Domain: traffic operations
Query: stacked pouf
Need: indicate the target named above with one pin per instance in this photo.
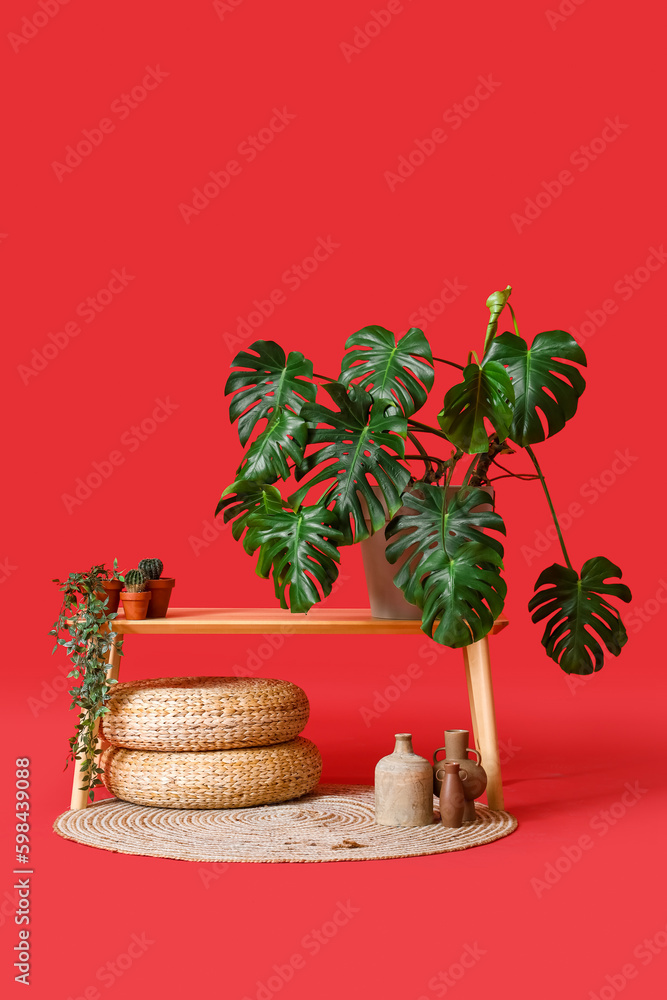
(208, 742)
* * *
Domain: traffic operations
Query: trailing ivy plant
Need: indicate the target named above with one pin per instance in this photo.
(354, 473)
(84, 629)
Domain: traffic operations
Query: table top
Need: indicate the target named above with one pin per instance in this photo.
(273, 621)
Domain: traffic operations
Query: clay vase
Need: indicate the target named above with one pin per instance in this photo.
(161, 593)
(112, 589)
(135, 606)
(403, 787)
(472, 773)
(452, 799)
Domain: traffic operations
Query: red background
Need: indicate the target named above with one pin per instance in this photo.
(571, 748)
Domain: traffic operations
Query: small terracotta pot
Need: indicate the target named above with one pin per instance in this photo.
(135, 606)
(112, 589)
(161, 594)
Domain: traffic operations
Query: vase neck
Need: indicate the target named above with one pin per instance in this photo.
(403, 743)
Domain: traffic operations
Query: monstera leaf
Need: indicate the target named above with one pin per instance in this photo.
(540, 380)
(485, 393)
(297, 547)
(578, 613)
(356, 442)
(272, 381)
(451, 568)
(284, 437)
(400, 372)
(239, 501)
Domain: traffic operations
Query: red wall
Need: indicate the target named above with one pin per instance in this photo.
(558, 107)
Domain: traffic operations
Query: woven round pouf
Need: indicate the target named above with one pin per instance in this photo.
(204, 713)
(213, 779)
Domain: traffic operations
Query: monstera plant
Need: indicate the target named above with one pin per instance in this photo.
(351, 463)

| TO BE DONE |
Select every line in the entries above that contains the word "monstera", and copy each one out. Case counts.

| EXERCISE SOLUTION |
Query: monstera leaf
Query: monstera plant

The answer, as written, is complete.